Vorliegender Text>
=-=-=
Es ist deswegen essenziell wichtig, die Auen zu schützen und zu renaturieren. In deutschen Auen leben zum Beispiel Biber und Fischotter, Frösche und Molche, viele Vogelarten wie seltene Enten, Eisvögel, Uferschwalben, Teichrohrsänger oder Weißstörche, Krebse, Weichtiere und Würmer sowie Libellen und viele andere Insekten, darüber hinaus eine Vielzahl höherer Pflanzen, Farne und Moose. Auch Zugvögel nutzen Feuchtgebiete, um Station zu machen. Viele der Arten, die im Ökosystem Aue leben, sind schon auf den Roten Listen bedrohter Arten und gelten als gefährdet.
Bedeutung: Kleine Erfolge gegen starke Verluste
Der Auenzustandsbericht 2021 gibt einen Überblick über die Ausdehnung und den Zustand der Flussauen in Deutschland und den Verlust von Überschwemmungsflächen. Der Bericht betrachtet dabei Gebiete mit einer Gesamtfläche von 16.185 Quadratkilometern. Das sind 4,5 Prozent der Fläche Deutschlands.
Die Ergebnisse des Auenzustandsberichts zeigen, dass zwei Drittel der Altauen durch Deichbau nicht mehr in der Lage sind, Hochwasser zurückzuhalten. Der Auenzustandsbericht liefert auch Karten, die zeigen, dass vor allem im Westen, Osten und Süden Deutschlands Überschwemmungsflächen verloren gegangen sind.
=-=-=
[Einträge zum Zeigen auf benannte Objekte]
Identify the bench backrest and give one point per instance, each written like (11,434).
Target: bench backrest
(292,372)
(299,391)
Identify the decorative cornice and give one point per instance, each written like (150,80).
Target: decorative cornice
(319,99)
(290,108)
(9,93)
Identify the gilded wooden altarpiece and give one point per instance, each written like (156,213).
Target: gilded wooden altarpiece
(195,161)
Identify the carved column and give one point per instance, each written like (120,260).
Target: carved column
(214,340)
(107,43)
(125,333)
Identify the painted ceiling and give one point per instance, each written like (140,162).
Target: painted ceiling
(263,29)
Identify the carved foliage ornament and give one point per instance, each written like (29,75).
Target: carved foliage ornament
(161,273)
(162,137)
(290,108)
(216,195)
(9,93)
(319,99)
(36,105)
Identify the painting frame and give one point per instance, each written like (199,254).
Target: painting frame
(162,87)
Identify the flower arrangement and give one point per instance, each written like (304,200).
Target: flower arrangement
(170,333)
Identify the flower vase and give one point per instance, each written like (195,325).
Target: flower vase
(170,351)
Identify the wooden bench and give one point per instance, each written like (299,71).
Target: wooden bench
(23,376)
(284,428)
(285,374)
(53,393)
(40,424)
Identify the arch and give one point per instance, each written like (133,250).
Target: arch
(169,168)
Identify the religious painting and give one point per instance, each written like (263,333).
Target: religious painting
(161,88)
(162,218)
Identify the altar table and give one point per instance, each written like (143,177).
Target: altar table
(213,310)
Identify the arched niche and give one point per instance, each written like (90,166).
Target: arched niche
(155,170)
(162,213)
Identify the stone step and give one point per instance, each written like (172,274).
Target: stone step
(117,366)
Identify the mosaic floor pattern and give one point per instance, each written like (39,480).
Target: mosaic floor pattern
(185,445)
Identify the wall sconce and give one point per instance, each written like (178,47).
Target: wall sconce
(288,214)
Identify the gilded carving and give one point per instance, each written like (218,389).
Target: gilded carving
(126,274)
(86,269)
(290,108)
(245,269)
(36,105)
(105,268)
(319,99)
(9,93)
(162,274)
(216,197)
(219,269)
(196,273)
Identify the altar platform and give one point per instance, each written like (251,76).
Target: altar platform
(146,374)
=-=-=
Zur Aufgabe>
Führen Sie den Text über die Flussauen im Anschluss an seinen letzten Satz fort. Die Einträge sind eigenständiges Material und gehören nicht zum Text über die Flussauen.

Antwort zur Aufgabe>
Nur noch ein Drittel der Überschwemmungsflächen wird weiterhin überflutet. Das sind die sogenannten „rezenten Auen“. Doch der Auenzustandsbericht liefert auch eine Karte, die zeigt, wie sich der Zustand dieser rezenten Auen entlang der Flüsse verändert hat – besonders an der Weser im Norden Deutschlands, am Main in der Mitte und an der Donau im Süden. Insgesamt ist der Großteil der Flussauen deutlich, stark oder sehr stark verändert.
Der Grund für diese Veränderungen ist, dass wir Menschen diese Gebiete seit Jahrhunderten nutzbar gemacht haben, etwa als Grünland, Äcker, Siedlungen, für Verkehr, Gewerbe oder als forstwirtschaftlich genutzten Wald. An Flüssen liegen viele unserer Siedlungen und Ballungsräume, und auf den Flüssen transportieren wir viel Fracht. All das erzeugt eine ganze Anzahl von Stressfaktoren für die Ökosysteme, die sich gleichzeitig auf die Auen-Biodiversität auswirken – wie genau, erforscht die Wissenschaft noch.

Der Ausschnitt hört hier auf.